Instructions to follow: Gather each line of the material below that contains the string "hand" and copy those lines in full. Treat the match as case-sensitive.

(Segmentation annotation records)
══════
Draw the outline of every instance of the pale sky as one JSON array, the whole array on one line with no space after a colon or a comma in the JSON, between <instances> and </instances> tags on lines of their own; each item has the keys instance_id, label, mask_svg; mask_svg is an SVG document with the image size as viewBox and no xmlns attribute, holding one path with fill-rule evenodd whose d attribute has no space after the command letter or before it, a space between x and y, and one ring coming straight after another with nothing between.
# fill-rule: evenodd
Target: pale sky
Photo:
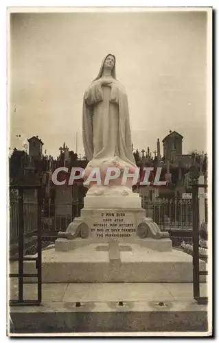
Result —
<instances>
[{"instance_id":1,"label":"pale sky","mask_svg":"<svg viewBox=\"0 0 219 343\"><path fill-rule=\"evenodd\" d=\"M134 148L157 150L159 138L163 154L172 130L183 153L206 151L206 24L203 12L12 14L11 147L38 134L56 157L64 141L76 150L78 131L83 155L83 94L111 53Z\"/></svg>"}]
</instances>

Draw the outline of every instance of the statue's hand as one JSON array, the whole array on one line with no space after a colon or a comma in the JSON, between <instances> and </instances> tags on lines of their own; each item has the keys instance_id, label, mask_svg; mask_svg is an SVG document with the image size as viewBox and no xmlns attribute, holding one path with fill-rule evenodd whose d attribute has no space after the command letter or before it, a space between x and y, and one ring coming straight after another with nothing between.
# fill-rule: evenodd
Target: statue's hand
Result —
<instances>
[{"instance_id":1,"label":"statue's hand","mask_svg":"<svg viewBox=\"0 0 219 343\"><path fill-rule=\"evenodd\" d=\"M110 80L102 80L100 82L101 86L105 86L106 87L111 87L113 82Z\"/></svg>"}]
</instances>

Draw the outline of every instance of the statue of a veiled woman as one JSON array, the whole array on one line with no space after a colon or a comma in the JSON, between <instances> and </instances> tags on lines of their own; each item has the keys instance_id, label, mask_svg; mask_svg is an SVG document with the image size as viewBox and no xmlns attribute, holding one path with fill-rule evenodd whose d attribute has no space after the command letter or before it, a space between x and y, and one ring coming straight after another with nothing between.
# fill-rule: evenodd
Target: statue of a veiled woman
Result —
<instances>
[{"instance_id":1,"label":"statue of a veiled woman","mask_svg":"<svg viewBox=\"0 0 219 343\"><path fill-rule=\"evenodd\" d=\"M115 58L104 59L97 78L84 96L83 142L89 161L117 156L135 166L132 151L128 99L115 76Z\"/></svg>"}]
</instances>

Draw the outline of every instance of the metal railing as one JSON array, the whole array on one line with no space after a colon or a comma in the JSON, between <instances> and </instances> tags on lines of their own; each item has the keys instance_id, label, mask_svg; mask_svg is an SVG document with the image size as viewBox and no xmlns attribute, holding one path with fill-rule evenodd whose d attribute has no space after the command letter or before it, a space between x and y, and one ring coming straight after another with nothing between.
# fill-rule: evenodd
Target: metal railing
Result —
<instances>
[{"instance_id":1,"label":"metal railing","mask_svg":"<svg viewBox=\"0 0 219 343\"><path fill-rule=\"evenodd\" d=\"M198 304L206 304L208 302L207 296L201 296L200 292L200 276L207 276L207 270L200 270L199 253L199 220L198 220L198 189L205 188L206 185L196 184L192 186L192 263L193 263L193 295ZM206 202L205 202L206 204ZM205 220L207 218L205 217ZM207 261L207 259L206 259Z\"/></svg>"},{"instance_id":2,"label":"metal railing","mask_svg":"<svg viewBox=\"0 0 219 343\"><path fill-rule=\"evenodd\" d=\"M146 216L152 217L161 230L192 228L192 199L160 199L150 203L144 202L143 207Z\"/></svg>"},{"instance_id":3,"label":"metal railing","mask_svg":"<svg viewBox=\"0 0 219 343\"><path fill-rule=\"evenodd\" d=\"M42 199L41 186L12 186L12 189L18 190L18 240L19 240L19 255L18 257L10 257L10 261L18 261L18 272L10 273L10 278L17 278L19 279L19 294L18 299L10 299L10 305L40 305L42 301L42 239L41 239L41 227L42 227ZM36 211L36 231L37 231L37 257L24 257L24 237L25 233L25 220L24 213L24 190L36 189L37 190L37 211ZM34 234L36 235L36 233ZM35 261L36 273L25 274L24 272L23 263L25 261ZM37 299L28 300L23 298L23 281L24 278L36 277L37 278Z\"/></svg>"}]
</instances>

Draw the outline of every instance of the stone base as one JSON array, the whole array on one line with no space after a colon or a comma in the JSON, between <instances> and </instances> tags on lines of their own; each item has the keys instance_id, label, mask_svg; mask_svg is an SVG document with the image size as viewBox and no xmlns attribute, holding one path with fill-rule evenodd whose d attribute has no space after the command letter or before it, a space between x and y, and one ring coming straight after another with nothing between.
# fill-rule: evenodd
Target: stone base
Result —
<instances>
[{"instance_id":1,"label":"stone base","mask_svg":"<svg viewBox=\"0 0 219 343\"><path fill-rule=\"evenodd\" d=\"M153 238L141 239L138 237L133 240L132 238L127 238L124 241L123 238L117 239L118 243L122 246L130 246L132 244L139 244L140 246L146 249L157 250L157 251L171 251L172 250L172 240L168 239L154 239ZM58 238L55 241L55 250L56 252L67 252L75 250L77 248L83 246L87 246L92 244L95 244L99 246L108 246L108 239L103 238L102 243L95 241L93 239L84 239L83 238L76 238L75 239L66 239L65 238Z\"/></svg>"},{"instance_id":2,"label":"stone base","mask_svg":"<svg viewBox=\"0 0 219 343\"><path fill-rule=\"evenodd\" d=\"M85 209L141 209L141 198L137 193L121 194L90 195L84 199Z\"/></svg>"},{"instance_id":3,"label":"stone base","mask_svg":"<svg viewBox=\"0 0 219 343\"><path fill-rule=\"evenodd\" d=\"M123 248L122 247L123 246ZM43 252L43 283L174 283L192 282L192 256L177 250L157 252L139 244L119 244L119 251L108 244L91 244L67 252L54 248ZM200 261L200 269L205 269ZM10 272L18 271L17 262ZM24 262L25 274L36 272L36 263ZM205 276L200 276L200 281ZM36 278L27 278L36 282Z\"/></svg>"}]
</instances>

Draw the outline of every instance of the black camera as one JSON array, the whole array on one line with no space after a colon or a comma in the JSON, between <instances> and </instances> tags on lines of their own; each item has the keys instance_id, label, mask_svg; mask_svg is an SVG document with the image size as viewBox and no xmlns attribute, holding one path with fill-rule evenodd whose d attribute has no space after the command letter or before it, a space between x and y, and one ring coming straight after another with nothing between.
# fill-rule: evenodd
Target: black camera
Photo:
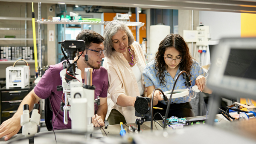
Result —
<instances>
[{"instance_id":1,"label":"black camera","mask_svg":"<svg viewBox=\"0 0 256 144\"><path fill-rule=\"evenodd\" d=\"M134 103L135 116L144 117L146 121L149 121L151 118L150 115L150 102L151 98L147 97L137 96Z\"/></svg>"},{"instance_id":2,"label":"black camera","mask_svg":"<svg viewBox=\"0 0 256 144\"><path fill-rule=\"evenodd\" d=\"M66 40L58 42L58 43L61 44L61 48L66 51L70 60L74 60L74 58L76 57L76 53L78 50L81 52L85 50L85 43L82 40Z\"/></svg>"}]
</instances>

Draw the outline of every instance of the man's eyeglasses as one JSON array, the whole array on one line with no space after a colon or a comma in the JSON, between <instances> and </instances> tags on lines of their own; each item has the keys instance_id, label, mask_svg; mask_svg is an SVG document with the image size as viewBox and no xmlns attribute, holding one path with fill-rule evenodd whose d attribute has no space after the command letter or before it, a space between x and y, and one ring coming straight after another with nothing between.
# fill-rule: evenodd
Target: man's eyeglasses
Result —
<instances>
[{"instance_id":1,"label":"man's eyeglasses","mask_svg":"<svg viewBox=\"0 0 256 144\"><path fill-rule=\"evenodd\" d=\"M103 52L105 50L105 49L103 49L103 51L102 51L102 50L96 51L95 50L89 49L87 49L87 48L85 48L85 49L90 50L90 51L97 52L97 56L98 56L101 55L102 53L102 52Z\"/></svg>"},{"instance_id":2,"label":"man's eyeglasses","mask_svg":"<svg viewBox=\"0 0 256 144\"><path fill-rule=\"evenodd\" d=\"M175 62L176 63L180 63L182 61L182 59L181 58L180 58L180 59L172 59L172 58L168 58L168 57L167 58L164 57L164 58L165 58L166 60L170 62L171 63L172 63L172 60L175 60Z\"/></svg>"}]
</instances>

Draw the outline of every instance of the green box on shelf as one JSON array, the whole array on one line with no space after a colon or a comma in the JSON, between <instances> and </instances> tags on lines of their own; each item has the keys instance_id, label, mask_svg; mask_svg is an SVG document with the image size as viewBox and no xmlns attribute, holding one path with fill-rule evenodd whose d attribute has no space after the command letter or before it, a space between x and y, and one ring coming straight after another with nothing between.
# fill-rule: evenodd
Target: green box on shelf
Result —
<instances>
[{"instance_id":1,"label":"green box on shelf","mask_svg":"<svg viewBox=\"0 0 256 144\"><path fill-rule=\"evenodd\" d=\"M88 20L88 21L93 21L94 22L101 22L101 19L100 18L83 18L82 19L83 20Z\"/></svg>"},{"instance_id":2,"label":"green box on shelf","mask_svg":"<svg viewBox=\"0 0 256 144\"><path fill-rule=\"evenodd\" d=\"M82 17L80 16L74 17L74 20L82 20Z\"/></svg>"}]
</instances>

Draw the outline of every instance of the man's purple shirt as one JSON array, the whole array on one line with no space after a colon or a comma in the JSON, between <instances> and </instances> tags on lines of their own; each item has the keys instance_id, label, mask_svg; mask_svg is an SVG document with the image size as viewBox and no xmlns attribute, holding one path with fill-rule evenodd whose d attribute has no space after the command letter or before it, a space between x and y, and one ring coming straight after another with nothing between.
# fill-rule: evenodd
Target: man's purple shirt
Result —
<instances>
[{"instance_id":1,"label":"man's purple shirt","mask_svg":"<svg viewBox=\"0 0 256 144\"><path fill-rule=\"evenodd\" d=\"M62 69L62 62L55 65L50 65L34 89L35 93L41 98L45 99L50 96L50 101L53 112L52 122L60 109L61 95L63 93L62 91L57 91L57 86L62 84L60 72ZM107 97L108 88L107 70L102 66L99 69L93 69L92 80L93 84L96 87L95 98L96 98L98 95L101 98ZM84 80L83 80L83 82L84 81ZM96 111L98 107L96 104L95 106ZM71 129L71 121L68 113L68 122L67 125L63 123L63 112L60 110L53 124L55 130Z\"/></svg>"}]
</instances>

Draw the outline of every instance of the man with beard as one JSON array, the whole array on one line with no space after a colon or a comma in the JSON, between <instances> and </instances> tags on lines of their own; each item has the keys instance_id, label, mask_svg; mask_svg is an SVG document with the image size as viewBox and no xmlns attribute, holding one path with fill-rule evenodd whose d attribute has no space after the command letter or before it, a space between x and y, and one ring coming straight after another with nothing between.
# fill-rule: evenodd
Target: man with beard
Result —
<instances>
[{"instance_id":1,"label":"man with beard","mask_svg":"<svg viewBox=\"0 0 256 144\"><path fill-rule=\"evenodd\" d=\"M107 96L108 89L108 72L100 66L101 61L104 58L103 52L104 49L103 44L104 38L93 31L84 29L77 35L76 40L83 40L85 43L86 49L77 61L78 68L81 71L83 82L84 82L84 68L91 67L93 69L92 82L96 86L94 97L95 98L98 95L100 97L100 104L99 106L96 104L95 105L95 115L92 118L92 122L95 127L100 127L100 125L103 126L105 125L104 120L108 110ZM78 56L82 52L77 53L74 61L77 60ZM85 61L84 56L86 54L88 56L88 61L87 62ZM29 104L29 111L31 111L35 104L37 103L41 98L45 99L49 97L52 109L52 120L56 117L52 128L56 130L71 128L71 120L69 116L68 115L68 124L64 124L64 113L59 110L63 92L57 91L57 86L62 85L60 72L62 69L62 62L49 66L39 82L23 99L13 116L3 122L0 126L0 138L7 135L4 138L5 141L7 141L19 131L21 127L20 116L23 114L23 105ZM58 114L57 115L58 112Z\"/></svg>"}]
</instances>

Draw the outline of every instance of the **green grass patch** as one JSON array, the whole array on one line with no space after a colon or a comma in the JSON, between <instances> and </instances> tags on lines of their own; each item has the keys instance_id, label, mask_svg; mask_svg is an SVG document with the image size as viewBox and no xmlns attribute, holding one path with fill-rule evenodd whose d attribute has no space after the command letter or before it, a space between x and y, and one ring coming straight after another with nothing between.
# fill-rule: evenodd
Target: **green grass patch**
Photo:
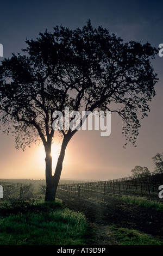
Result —
<instances>
[{"instance_id":1,"label":"green grass patch","mask_svg":"<svg viewBox=\"0 0 163 256\"><path fill-rule=\"evenodd\" d=\"M134 229L111 227L120 245L163 245L158 239Z\"/></svg>"},{"instance_id":2,"label":"green grass patch","mask_svg":"<svg viewBox=\"0 0 163 256\"><path fill-rule=\"evenodd\" d=\"M85 245L87 223L61 202L0 204L0 245Z\"/></svg>"},{"instance_id":3,"label":"green grass patch","mask_svg":"<svg viewBox=\"0 0 163 256\"><path fill-rule=\"evenodd\" d=\"M154 208L156 210L163 211L163 204L159 202L154 202L152 200L148 200L143 197L122 197L121 200L127 203L131 203L132 204L137 204L139 205L143 205L148 208Z\"/></svg>"}]
</instances>

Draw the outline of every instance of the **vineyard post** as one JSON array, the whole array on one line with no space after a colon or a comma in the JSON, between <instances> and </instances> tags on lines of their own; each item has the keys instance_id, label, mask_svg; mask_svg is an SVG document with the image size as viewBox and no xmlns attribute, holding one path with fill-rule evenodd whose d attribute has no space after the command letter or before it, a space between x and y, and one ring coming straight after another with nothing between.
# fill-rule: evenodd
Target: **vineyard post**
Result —
<instances>
[{"instance_id":1,"label":"vineyard post","mask_svg":"<svg viewBox=\"0 0 163 256\"><path fill-rule=\"evenodd\" d=\"M78 186L78 196L80 197L80 185Z\"/></svg>"}]
</instances>

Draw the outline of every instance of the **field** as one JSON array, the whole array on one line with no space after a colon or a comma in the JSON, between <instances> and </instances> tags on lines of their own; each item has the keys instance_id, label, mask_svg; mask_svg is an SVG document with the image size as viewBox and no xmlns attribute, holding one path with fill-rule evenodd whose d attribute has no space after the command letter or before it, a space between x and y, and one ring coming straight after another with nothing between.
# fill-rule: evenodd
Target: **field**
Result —
<instances>
[{"instance_id":1,"label":"field","mask_svg":"<svg viewBox=\"0 0 163 256\"><path fill-rule=\"evenodd\" d=\"M43 203L45 181L1 182L6 182L6 188L8 186L0 199L1 245L163 245L162 199L156 198L156 190L149 191L147 197L142 196L143 189L137 196L114 194L110 186L109 194L108 190L97 188L97 182L91 186L89 184L90 190L88 182L85 184L87 190L81 189L82 182L61 182L56 203L49 205ZM122 184L118 187L126 191L124 184L123 188Z\"/></svg>"}]
</instances>

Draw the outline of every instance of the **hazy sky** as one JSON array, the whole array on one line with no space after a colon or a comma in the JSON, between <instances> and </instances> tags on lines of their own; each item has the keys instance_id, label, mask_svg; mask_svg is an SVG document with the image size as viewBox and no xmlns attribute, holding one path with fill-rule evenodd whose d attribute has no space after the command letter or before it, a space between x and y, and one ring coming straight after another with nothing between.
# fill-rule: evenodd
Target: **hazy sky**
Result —
<instances>
[{"instance_id":1,"label":"hazy sky","mask_svg":"<svg viewBox=\"0 0 163 256\"><path fill-rule=\"evenodd\" d=\"M163 43L162 1L5 1L0 2L0 44L4 57L21 52L26 38L36 39L39 32L61 24L70 29L82 28L91 19L94 27L102 26L124 41L150 42L156 48ZM3 58L0 57L0 60ZM109 137L99 131L80 131L70 141L66 152L61 179L109 180L131 175L135 166L154 170L152 159L162 148L163 57L152 64L159 81L148 117L141 121L137 147L123 148L122 122L111 116ZM33 145L24 152L15 148L14 137L0 131L0 178L45 179L43 149ZM54 139L53 156L57 157ZM54 158L54 157L53 157ZM54 157L55 158L55 157ZM53 160L53 169L55 166Z\"/></svg>"}]
</instances>

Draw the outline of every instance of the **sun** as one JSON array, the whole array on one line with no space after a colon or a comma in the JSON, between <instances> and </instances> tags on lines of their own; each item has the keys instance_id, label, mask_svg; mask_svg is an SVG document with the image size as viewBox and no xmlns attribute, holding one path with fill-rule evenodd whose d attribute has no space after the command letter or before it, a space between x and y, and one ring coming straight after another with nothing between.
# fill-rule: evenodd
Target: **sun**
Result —
<instances>
[{"instance_id":1,"label":"sun","mask_svg":"<svg viewBox=\"0 0 163 256\"><path fill-rule=\"evenodd\" d=\"M57 163L60 151L61 145L59 143L54 142L52 145L52 150L51 155L52 157L52 169L53 170L55 169L55 167ZM45 157L46 154L43 145L40 145L37 146L37 148L36 151L35 160L37 162L37 165L41 168L45 167Z\"/></svg>"}]
</instances>

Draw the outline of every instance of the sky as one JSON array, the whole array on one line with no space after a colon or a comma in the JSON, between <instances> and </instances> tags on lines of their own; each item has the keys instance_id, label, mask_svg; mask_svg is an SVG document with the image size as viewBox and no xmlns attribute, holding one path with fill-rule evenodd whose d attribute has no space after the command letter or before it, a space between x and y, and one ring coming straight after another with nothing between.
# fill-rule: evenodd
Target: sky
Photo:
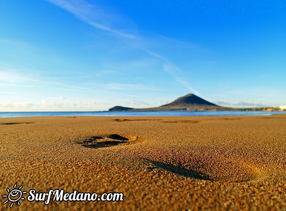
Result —
<instances>
[{"instance_id":1,"label":"sky","mask_svg":"<svg viewBox=\"0 0 286 211\"><path fill-rule=\"evenodd\" d=\"M0 111L286 105L284 0L0 1Z\"/></svg>"}]
</instances>

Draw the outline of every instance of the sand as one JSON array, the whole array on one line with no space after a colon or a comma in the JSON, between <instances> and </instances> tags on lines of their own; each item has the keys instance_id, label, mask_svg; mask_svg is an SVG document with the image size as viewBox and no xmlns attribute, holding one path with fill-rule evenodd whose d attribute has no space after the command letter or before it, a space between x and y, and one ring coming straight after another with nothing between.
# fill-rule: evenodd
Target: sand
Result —
<instances>
[{"instance_id":1,"label":"sand","mask_svg":"<svg viewBox=\"0 0 286 211\"><path fill-rule=\"evenodd\" d=\"M0 210L286 210L285 129L282 114L0 118L1 196L15 182L124 194Z\"/></svg>"}]
</instances>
══════
The solution:
Draw the outline of every instance of the statue's hand as one JSON array, the whole array on one line with no space after a colon or a comma in the JSON, between <instances> and </instances> tags on lines of their own; each item has the keys instance_id, label, mask_svg; mask_svg is an SVG document with the image size as viewBox and no xmlns attribute, holding one path with fill-rule evenodd whose d attribute has no space after the command letter or before it, a space between x and y, and one ring coming straight after another with nothing between.
Target: statue's hand
[{"instance_id":1,"label":"statue's hand","mask_svg":"<svg viewBox=\"0 0 219 343\"><path fill-rule=\"evenodd\" d=\"M110 80L102 80L100 82L101 86L105 86L106 87L111 87L113 82Z\"/></svg>"}]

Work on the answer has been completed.